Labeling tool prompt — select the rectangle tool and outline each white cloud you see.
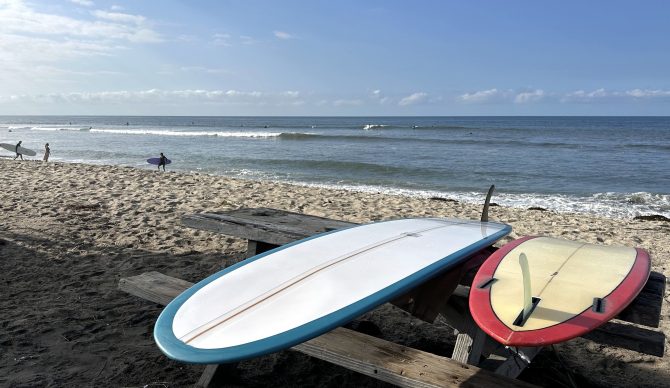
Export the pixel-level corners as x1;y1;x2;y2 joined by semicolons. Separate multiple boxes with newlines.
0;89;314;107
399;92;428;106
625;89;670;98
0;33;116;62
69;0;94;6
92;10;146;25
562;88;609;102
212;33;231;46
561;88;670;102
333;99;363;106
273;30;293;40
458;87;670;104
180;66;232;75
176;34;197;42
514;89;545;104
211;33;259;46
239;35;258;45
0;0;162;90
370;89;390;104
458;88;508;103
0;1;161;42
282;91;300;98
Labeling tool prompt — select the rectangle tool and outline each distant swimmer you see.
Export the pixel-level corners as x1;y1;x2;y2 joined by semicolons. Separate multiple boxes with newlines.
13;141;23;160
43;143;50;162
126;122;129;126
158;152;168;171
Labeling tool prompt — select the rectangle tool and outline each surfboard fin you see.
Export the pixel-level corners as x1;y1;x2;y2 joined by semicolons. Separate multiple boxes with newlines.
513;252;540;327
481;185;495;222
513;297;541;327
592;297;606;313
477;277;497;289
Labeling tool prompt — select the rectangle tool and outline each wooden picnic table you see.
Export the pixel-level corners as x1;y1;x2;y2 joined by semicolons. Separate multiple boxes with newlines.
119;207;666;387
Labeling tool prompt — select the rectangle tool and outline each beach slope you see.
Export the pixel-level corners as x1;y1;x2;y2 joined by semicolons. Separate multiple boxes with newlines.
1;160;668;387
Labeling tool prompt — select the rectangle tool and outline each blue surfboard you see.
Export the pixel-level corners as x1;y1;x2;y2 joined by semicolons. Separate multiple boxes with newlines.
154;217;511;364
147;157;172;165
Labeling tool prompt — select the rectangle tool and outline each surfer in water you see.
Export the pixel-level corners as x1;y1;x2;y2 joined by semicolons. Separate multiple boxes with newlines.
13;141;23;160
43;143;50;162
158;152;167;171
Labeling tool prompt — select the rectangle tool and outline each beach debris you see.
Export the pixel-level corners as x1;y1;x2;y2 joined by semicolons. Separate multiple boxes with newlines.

--

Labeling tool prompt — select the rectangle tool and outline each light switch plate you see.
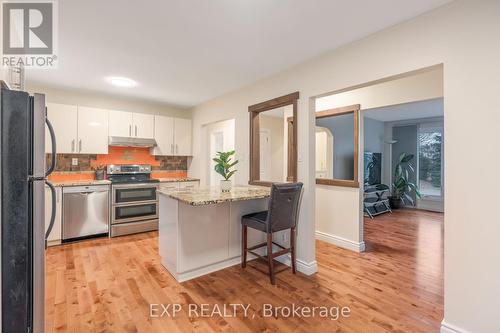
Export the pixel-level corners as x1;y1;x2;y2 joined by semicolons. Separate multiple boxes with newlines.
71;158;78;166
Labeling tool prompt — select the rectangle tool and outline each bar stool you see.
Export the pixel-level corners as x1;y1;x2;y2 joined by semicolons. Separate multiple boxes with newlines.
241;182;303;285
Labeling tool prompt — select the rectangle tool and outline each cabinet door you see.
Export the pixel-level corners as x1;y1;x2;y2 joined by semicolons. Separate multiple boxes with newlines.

==

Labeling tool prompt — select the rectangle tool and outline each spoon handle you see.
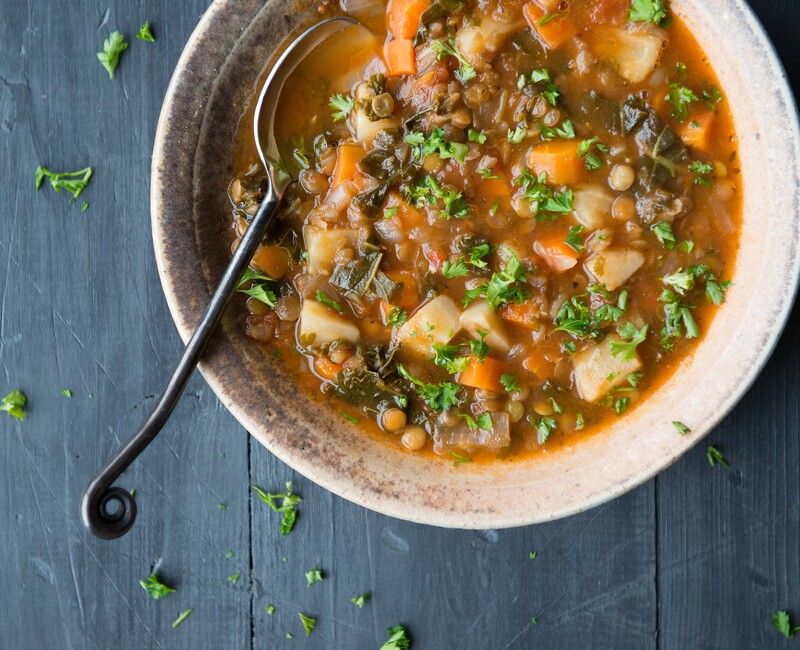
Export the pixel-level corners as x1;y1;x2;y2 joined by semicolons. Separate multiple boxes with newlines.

#### DESCRIPTION OF THE TASK
Within the entries above, how many lines include the word "surfboard"? Respond with the number only.

#### RESULT OF THE TASK
2